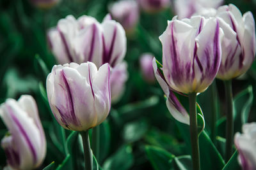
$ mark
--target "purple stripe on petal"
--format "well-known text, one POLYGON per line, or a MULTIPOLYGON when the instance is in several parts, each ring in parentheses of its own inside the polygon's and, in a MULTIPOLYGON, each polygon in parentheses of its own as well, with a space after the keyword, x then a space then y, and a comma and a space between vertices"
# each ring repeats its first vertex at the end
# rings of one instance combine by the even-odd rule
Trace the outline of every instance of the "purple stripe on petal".
MULTIPOLYGON (((111 39, 111 42, 110 44, 110 48, 109 49, 106 49, 106 44, 105 44, 105 41, 104 39, 103 38, 103 64, 105 63, 109 63, 111 60, 111 57, 112 55, 113 50, 114 48, 114 44, 115 41, 115 39, 116 37, 116 31, 117 31, 117 27, 116 25, 115 25, 113 33, 113 37, 111 39)), ((109 63, 110 64, 110 63, 109 63)), ((112 66, 112 64, 111 64, 112 66)))
POLYGON ((25 138, 25 141, 27 143, 28 147, 29 148, 30 151, 32 153, 33 162, 34 162, 34 164, 36 164, 36 160, 37 160, 37 155, 36 155, 36 150, 34 148, 34 146, 33 145, 31 141, 30 141, 30 139, 28 137, 28 134, 26 133, 25 130, 23 129, 23 127, 21 125, 20 122, 19 121, 19 120, 15 116, 15 114, 13 113, 13 111, 12 109, 11 108, 11 107, 9 106, 8 104, 6 104, 6 108, 7 108, 11 117, 12 117, 12 119, 14 121, 14 122, 15 122, 15 125, 17 125, 17 127, 18 127, 21 135, 22 135, 22 136, 24 136, 24 138, 25 138))
POLYGON ((90 71, 90 66, 88 66, 88 74, 89 74, 90 86, 91 87, 91 89, 92 89, 92 96, 93 96, 93 99, 95 99, 93 89, 92 88, 92 80, 91 80, 91 78, 91 78, 91 72, 90 71))
MULTIPOLYGON (((92 25, 92 36, 91 40, 91 48, 90 49, 88 61, 92 61, 92 58, 93 55, 95 41, 95 32, 96 32, 96 24, 93 24, 92 25)), ((84 60, 84 62, 86 62, 84 60)))
POLYGON ((71 89, 69 87, 69 85, 68 83, 68 81, 67 81, 66 76, 65 74, 64 71, 61 70, 61 75, 62 78, 63 79, 63 81, 65 83, 65 85, 66 87, 65 89, 67 90, 67 93, 68 95, 68 111, 69 113, 70 114, 70 116, 72 117, 72 119, 73 120, 73 122, 75 125, 78 125, 77 120, 76 117, 75 111, 74 111, 74 102, 73 102, 73 97, 71 92, 71 89))
POLYGON ((67 43, 67 40, 65 38, 63 33, 61 32, 61 31, 60 29, 60 28, 58 28, 57 27, 57 29, 60 32, 60 38, 61 38, 62 42, 64 44, 65 50, 66 51, 67 55, 67 57, 68 58, 68 60, 69 60, 70 62, 73 62, 73 59, 72 59, 70 52, 69 51, 68 46, 68 44, 67 43))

----

#### Given instruction:
Write each line of the rows above as a Markdown table with two columns, No. for the line number and Entry for the line itself, skipping blank lines. Leave the pictures out.

#### Solution below:
| No. | Entry |
|---|---|
| 1 | $ mark |
| 2 | --target "purple stripe on petal" |
| 3 | --format "well-known text, one POLYGON per line, or a MULTIPOLYGON when the instance is in several parts, each ring in parentheses of its own inside the polygon's and, in a MULTIPOLYGON, each polygon in parentheses of its own as well, with a space after the keyword, x then a space then y, and a comma and a space between vertices" |
| 4 | # each ring repeats its first vertex at the end |
| 5 | # rings of one instance combine by the even-odd rule |
| 6 | Trace the outline of every instance of the "purple stripe on petal". |
| 7 | MULTIPOLYGON (((111 39, 111 42, 110 44, 110 48, 109 49, 106 49, 106 44, 105 44, 105 41, 104 39, 103 38, 103 64, 105 63, 109 63, 111 60, 111 57, 112 55, 113 50, 114 48, 114 44, 115 41, 115 39, 116 37, 116 31, 117 31, 117 27, 116 25, 115 25, 113 33, 113 37, 111 39)), ((109 63, 110 64, 110 63, 109 63)), ((112 66, 112 64, 111 64, 112 66))) |
| 8 | POLYGON ((25 138, 25 141, 27 143, 28 147, 29 148, 30 151, 32 153, 33 162, 34 162, 34 164, 36 164, 36 160, 37 160, 37 155, 36 155, 36 150, 34 148, 34 146, 33 145, 31 141, 30 141, 30 139, 28 137, 28 134, 26 133, 25 130, 23 129, 23 127, 21 125, 20 122, 19 121, 19 120, 15 116, 15 114, 13 113, 13 111, 12 109, 11 108, 11 107, 9 106, 8 104, 6 104, 6 108, 7 108, 11 117, 12 117, 12 119, 14 121, 14 122, 15 122, 15 125, 17 125, 17 127, 18 127, 21 135, 22 135, 22 136, 24 136, 24 138, 25 138)) |
| 9 | POLYGON ((90 71, 90 66, 88 66, 88 74, 89 74, 90 86, 91 87, 91 89, 92 89, 92 96, 93 96, 93 99, 95 99, 93 89, 92 88, 92 80, 91 80, 91 78, 91 78, 91 72, 90 71)) |
| 10 | MULTIPOLYGON (((92 25, 92 36, 91 40, 91 48, 90 49, 88 61, 92 61, 92 58, 93 55, 95 41, 95 32, 96 32, 96 24, 93 24, 92 25)), ((84 60, 84 62, 86 62, 84 60))) |
| 11 | POLYGON ((71 89, 69 87, 69 85, 68 83, 68 81, 67 81, 66 76, 65 74, 64 71, 61 70, 61 75, 62 78, 63 79, 63 81, 65 83, 65 85, 66 87, 65 89, 67 90, 67 93, 68 95, 68 111, 69 113, 70 114, 70 116, 72 117, 72 119, 73 120, 73 122, 75 125, 78 125, 77 120, 76 117, 75 111, 74 111, 74 102, 73 102, 73 97, 71 92, 71 89)) |
| 12 | POLYGON ((67 43, 67 40, 65 38, 63 33, 61 32, 61 31, 60 29, 60 28, 58 28, 57 27, 57 29, 60 32, 60 38, 61 38, 62 42, 64 44, 65 50, 66 51, 67 55, 67 57, 68 58, 68 60, 69 60, 70 62, 73 62, 73 59, 72 59, 70 52, 69 51, 68 46, 68 44, 67 43)) |